Possibilidades econômicas do Metaverso
Quando Mark Zuckerberg anunciou a criação do seu Metaverso, ele se referia à sua versão desse mundo virtual, porque já existem iniciativas metaversianas como Roblox, Minecraft, Second life, Decentraland, The Sandbox, Crypto Voxels, Somnium Space e Star Atlas. Nessas plataformas de Metaverso pré-existentes ao seu Meta, as atividades comerciais são realizadas de duas formas: a primeira, por meio de moedas que só são intercambiáveis %u20B%u20Bnaquela realidade virtual (Roblox, Minecraft e Second Life) enquanto em outras (Decentraland, e Star Atlas) elas são feitas através da compra e venda de ativos virtuais, que podem ser trocados livremente pelo dólar estadunidense.
Metaversos são formas de mercantilização de metadados e sua análise por meio de inteligência artificial. Os Metaversos não são plataformas ou páginas da web, mas sim uma arquitetura tecnológica cujas tarefas centrais são a modelagem de novas formas de consumo, apropriação de mais-valia pelo centro capitalista em plena quarta revolução industrial. A partir da lógica de consumo, todos os proprietários e consumidores do mundo real são tratados no Metaverso como potenciais investimentos e compradores digitais.
Além disso, a aceleração da inovação está de fato criando novas formas de apropriação simbólica e material do conhecimento, inacessíveis à maioria. Só uma elite sabe criar essas coisas, então o que resta é consumir sem alterar o sistema. De fato, está ocorrendo uma privatização brutal do conhecimento tecnológico e operacional.
O Metaverso não é um fim em si mesmo, mas um passo no caminho para a construção de um novo modelo de sociedade de controle mental e vigilância do pensamento. Nossos avatares, em permanente movimento e reprodução do ser, também podem se tornar projeções holográficas do que se pode esperar de cada indivíduo.
Estamos às portas de um novo modelo de sociedade capitalista, de controle, vigilância, exploração do trabalho e libertinagem em novas formas de consumo. O Metaverso de Zuckerberg (Meta) visa ampliar as possibilidades de investimento de capital, pelo menos nestes aspectos.
A compra de ações da empresa base, neste caso a Meta
A compra das criptomoedas que serão utilizadas neste mundo virtual, que deve cumprir todos os protocolos de blockchain. Essas criptomoedas serão apreciadas à medida que se envolverem em atividades comerciais no Metaverso. O mesmo acontece com a compra e venda de terrenos, ativos e passivos virtuais, bem como personagens e/ou a manutenção dos próprios avatares avançados, através do formato Non-Fungible Tokens (NFT).
No passado, houve grandes compras de terras (NFTs) no Decentraland: por exemplo, 16 hectares no valor de 1 milhão de dólares. De fato, o anúncio do Meta gerou um investimento crescente nos outros Metaversos.

### DADOS REGISTRADOS

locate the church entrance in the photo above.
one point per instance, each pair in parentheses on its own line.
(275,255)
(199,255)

### TAREFAS DO EXERCÍCIO
A – Como você editaria o trecho do texto sobre o Metaverso que vai de "Estamos às portas" a "Non-Fungible Tokens (NFT).", substituindo "criptomoedas" por "moedas digitais"?
B – Pode reescrever em forma de lista o parágrafo do texto sobre o Metaverso que começa com "Metaversos são formas de mercantilização", mantendo seus fatos principais?

### RESPOSTAS EM ORDEM
A –
Estamos às portas de um novo modelo de sociedade capitalista, de controle, vigilância, exploração do trabalho e libertinagem em novas formas de consumo. O Metaverso de Zuckerberg (Meta) visa ampliar as possibilidades de investimento de capital, pelo menos nestes aspectos.
A compra de ações da empresa base, neste caso a Meta
A compra das moedas digitais que serão utilizadas neste mundo virtual, que deve cumprir todos os protocolos de blockchain. Essas moedas digitais serão apreciadas à medida que se envolverem em atividades comerciais no Metaverso. O mesmo acontece com a compra e venda de terrenos, ativos e passivos virtuais, bem como personagens e/ou a manutenção dos próprios avatares avançados, através do formato Non-Fungible Tokens (NFT).

B –
- Os Metaversos são formas de mercantilizar metadados e analisá-los por meio de inteligência artificial.
- Não são plataformas nem páginas da web, e sim uma arquitetura tecnológica.
- Suas tarefas centrais são modelar novas formas de consumo e permitir a apropriação de mais-valia pelo centro capitalista em plena quarta revolução industrial.
- Pela lógica do consumo, os proprietários e consumidores do mundo real são tratados no Metaverso como potenciais investimentos e compradores digitais.